**Position annotation records:**
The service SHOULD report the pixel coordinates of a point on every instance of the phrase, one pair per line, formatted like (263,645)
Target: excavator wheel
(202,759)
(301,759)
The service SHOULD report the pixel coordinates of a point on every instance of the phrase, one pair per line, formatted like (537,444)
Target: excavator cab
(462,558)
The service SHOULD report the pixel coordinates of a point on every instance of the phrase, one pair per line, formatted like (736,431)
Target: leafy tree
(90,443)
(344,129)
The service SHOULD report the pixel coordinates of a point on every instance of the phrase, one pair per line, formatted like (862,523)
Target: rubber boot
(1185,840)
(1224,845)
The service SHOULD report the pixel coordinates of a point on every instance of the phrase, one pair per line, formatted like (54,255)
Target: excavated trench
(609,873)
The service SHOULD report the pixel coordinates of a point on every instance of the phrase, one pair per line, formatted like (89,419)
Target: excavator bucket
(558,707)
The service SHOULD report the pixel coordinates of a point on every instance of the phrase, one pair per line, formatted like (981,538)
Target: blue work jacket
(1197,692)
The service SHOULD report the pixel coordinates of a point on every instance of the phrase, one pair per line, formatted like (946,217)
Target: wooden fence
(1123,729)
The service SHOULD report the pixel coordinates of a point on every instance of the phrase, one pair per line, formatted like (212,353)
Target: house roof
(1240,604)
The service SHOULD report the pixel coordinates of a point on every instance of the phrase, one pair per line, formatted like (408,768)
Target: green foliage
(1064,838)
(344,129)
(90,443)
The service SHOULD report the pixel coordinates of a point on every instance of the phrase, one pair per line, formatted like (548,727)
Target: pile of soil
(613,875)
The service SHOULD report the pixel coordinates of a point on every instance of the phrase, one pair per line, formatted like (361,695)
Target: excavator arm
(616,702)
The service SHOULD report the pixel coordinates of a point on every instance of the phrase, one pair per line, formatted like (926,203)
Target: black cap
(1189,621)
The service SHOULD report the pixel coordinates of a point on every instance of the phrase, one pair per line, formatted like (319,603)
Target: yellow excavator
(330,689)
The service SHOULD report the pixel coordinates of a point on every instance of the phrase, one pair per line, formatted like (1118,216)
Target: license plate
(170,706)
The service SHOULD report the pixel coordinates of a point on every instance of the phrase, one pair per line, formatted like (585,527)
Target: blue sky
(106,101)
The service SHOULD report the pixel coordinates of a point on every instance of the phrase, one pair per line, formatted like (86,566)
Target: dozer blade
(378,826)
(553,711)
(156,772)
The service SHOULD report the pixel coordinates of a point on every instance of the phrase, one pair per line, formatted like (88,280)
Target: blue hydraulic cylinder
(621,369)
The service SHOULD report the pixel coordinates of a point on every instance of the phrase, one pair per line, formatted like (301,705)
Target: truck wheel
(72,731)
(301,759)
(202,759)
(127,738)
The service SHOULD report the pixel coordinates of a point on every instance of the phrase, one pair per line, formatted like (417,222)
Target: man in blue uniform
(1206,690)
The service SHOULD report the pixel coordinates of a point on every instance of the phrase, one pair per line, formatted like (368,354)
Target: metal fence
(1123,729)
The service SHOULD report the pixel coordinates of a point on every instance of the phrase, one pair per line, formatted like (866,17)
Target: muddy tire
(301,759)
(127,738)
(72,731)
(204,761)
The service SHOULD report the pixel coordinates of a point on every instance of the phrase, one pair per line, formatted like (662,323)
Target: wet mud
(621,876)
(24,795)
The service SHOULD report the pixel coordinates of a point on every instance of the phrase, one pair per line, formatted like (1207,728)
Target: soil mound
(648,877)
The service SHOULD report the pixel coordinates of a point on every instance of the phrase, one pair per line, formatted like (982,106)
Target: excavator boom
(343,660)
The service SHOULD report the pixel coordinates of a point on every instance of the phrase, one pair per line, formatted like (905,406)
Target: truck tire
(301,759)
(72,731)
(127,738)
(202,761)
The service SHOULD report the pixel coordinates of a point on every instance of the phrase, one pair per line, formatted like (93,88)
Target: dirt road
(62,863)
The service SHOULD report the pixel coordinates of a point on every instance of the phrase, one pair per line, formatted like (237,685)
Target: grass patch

**TASK DESCRIPTION:**
Convert everything from the line containing "formatted like (905,406)" down through the end of the records into a numbered list, leaving out any blank lines.

**REPLY TO THE EXERCISE:**
1. The service SHOULD report the pixel coordinates of a point on every instance of the phrase, one pair per line, formatted like (905,406)
2. Target: truck tire
3. (301,759)
4. (72,731)
5. (127,738)
6. (202,761)
7. The service SHOULD report the pixel coordinates of a point on every instance of the phrase, one pair per line, formatted like (93,88)
8. Target: dirt road
9. (62,863)
10. The service SHOULD report the pixel coordinates of a point on every instance of the phrase, one pair per line, formatted like (237,685)
11. Target: grass patch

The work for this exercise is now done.